[Extracted data entries]
* * *
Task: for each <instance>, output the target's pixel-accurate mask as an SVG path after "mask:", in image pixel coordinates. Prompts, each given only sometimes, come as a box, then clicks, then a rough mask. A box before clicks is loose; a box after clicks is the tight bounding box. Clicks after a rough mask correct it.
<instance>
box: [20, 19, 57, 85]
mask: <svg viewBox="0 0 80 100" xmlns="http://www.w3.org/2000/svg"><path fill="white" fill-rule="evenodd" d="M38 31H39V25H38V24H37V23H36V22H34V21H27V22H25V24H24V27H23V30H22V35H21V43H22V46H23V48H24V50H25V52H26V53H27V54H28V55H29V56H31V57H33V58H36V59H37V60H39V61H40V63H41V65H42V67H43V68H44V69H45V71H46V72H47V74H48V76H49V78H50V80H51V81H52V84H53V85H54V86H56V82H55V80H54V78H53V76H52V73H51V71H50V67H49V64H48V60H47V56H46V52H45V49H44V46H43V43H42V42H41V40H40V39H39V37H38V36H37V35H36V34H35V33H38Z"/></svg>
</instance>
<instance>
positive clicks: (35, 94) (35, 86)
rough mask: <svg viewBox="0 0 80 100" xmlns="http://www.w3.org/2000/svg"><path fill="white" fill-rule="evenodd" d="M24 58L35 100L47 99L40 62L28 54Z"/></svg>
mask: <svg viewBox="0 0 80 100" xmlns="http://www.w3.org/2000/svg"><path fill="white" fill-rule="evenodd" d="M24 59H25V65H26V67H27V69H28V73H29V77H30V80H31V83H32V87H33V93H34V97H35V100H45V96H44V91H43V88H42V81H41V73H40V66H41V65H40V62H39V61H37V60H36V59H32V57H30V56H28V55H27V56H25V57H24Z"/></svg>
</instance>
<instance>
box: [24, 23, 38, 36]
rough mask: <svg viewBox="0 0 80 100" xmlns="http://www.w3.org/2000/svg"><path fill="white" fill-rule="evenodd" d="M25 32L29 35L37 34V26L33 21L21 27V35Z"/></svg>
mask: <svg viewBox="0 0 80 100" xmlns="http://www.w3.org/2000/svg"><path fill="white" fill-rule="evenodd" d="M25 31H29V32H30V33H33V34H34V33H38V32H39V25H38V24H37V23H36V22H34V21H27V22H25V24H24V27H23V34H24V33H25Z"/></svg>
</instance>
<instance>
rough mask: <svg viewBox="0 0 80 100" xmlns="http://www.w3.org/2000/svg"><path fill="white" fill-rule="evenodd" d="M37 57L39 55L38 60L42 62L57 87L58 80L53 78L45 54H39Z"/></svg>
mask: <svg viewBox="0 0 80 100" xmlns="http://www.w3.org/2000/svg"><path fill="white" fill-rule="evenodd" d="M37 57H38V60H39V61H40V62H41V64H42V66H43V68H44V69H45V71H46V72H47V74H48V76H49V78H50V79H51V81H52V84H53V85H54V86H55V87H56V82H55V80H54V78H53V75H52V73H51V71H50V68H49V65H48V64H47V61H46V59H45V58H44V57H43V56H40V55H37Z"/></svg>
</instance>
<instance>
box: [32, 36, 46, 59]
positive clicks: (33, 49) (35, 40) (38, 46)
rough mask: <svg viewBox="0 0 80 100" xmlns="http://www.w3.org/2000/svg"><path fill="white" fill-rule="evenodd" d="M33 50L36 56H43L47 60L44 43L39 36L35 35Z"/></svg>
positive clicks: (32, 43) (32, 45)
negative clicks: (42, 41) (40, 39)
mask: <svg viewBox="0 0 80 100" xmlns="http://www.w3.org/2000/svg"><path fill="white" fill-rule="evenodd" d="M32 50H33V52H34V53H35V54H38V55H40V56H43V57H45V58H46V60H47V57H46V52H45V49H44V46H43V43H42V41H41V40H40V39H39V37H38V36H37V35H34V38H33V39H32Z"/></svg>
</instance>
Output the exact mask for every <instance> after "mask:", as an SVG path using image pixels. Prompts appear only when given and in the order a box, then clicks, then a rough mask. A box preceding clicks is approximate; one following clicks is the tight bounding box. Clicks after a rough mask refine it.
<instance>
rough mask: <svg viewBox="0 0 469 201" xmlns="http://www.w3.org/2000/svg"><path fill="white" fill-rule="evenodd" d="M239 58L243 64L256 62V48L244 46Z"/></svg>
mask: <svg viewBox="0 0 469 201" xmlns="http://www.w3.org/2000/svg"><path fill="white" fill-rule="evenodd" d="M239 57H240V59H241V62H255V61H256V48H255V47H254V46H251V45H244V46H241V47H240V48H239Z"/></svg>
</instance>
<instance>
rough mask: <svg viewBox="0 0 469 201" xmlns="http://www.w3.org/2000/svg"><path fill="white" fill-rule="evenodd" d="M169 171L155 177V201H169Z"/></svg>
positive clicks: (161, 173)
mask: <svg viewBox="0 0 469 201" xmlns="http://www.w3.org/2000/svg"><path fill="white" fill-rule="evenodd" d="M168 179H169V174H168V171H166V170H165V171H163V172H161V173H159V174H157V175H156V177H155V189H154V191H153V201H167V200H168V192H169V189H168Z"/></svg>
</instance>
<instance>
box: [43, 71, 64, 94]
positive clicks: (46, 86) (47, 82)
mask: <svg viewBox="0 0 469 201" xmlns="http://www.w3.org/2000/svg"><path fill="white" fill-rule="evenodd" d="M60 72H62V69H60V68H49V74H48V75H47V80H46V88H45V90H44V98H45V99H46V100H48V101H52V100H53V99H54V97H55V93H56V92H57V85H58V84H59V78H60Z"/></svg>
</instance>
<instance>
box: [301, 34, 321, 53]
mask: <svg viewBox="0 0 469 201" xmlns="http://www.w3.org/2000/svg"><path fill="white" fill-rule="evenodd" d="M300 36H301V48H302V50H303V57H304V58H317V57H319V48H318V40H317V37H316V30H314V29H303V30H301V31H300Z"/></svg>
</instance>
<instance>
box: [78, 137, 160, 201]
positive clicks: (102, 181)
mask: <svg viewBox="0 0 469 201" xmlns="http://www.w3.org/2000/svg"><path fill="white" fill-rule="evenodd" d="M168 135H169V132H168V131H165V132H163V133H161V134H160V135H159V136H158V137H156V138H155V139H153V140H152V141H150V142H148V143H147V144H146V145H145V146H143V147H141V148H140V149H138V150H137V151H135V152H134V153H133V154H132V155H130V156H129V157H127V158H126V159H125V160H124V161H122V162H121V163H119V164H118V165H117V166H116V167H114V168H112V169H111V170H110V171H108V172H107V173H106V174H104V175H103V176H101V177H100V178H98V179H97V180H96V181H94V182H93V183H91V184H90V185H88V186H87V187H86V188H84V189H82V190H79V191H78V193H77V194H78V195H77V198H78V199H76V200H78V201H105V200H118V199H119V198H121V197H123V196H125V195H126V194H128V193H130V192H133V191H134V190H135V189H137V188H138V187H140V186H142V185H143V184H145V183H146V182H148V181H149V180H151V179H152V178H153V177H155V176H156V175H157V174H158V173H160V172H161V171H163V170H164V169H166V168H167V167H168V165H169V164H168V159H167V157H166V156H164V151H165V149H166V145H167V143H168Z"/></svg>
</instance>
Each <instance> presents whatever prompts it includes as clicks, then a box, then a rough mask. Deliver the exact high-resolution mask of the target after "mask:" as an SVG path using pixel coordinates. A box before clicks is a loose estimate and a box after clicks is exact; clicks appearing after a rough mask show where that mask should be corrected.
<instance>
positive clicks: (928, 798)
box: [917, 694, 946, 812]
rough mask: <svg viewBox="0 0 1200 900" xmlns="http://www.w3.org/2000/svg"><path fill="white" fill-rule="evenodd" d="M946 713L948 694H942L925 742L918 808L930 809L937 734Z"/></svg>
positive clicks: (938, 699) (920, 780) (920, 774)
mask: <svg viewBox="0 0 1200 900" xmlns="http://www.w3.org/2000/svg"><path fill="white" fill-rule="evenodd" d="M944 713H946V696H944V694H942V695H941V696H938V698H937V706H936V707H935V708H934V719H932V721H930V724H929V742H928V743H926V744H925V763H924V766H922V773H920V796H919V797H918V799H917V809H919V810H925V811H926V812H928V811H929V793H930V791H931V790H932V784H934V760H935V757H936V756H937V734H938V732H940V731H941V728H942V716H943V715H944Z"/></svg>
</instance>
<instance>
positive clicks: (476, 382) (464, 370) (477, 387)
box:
* * *
## YOUR ASSIGNMENT
Give back the line containing "713L948 694H942L925 742L918" and all the lines after it through the end of the records, unchanged.

## SOLUTION TO THIS EXERCISE
rough mask: <svg viewBox="0 0 1200 900" xmlns="http://www.w3.org/2000/svg"><path fill="white" fill-rule="evenodd" d="M946 713L948 694H942L925 742L918 808L930 809L937 734Z"/></svg>
positive clicks: (938, 699) (920, 780) (920, 774)
mask: <svg viewBox="0 0 1200 900" xmlns="http://www.w3.org/2000/svg"><path fill="white" fill-rule="evenodd" d="M944 713H946V696H944V694H942V695H941V696H938V698H937V706H936V707H935V708H934V719H932V721H930V724H929V742H928V743H926V744H925V763H924V766H922V773H920V796H919V797H918V799H917V809H919V810H925V811H926V812H928V811H929V793H930V791H931V790H932V784H934V760H935V757H936V756H937V734H938V732H940V731H941V728H942V716H943V715H944Z"/></svg>
</instance>
<instance>
positive clicks: (476, 382) (464, 370) (477, 387)
box:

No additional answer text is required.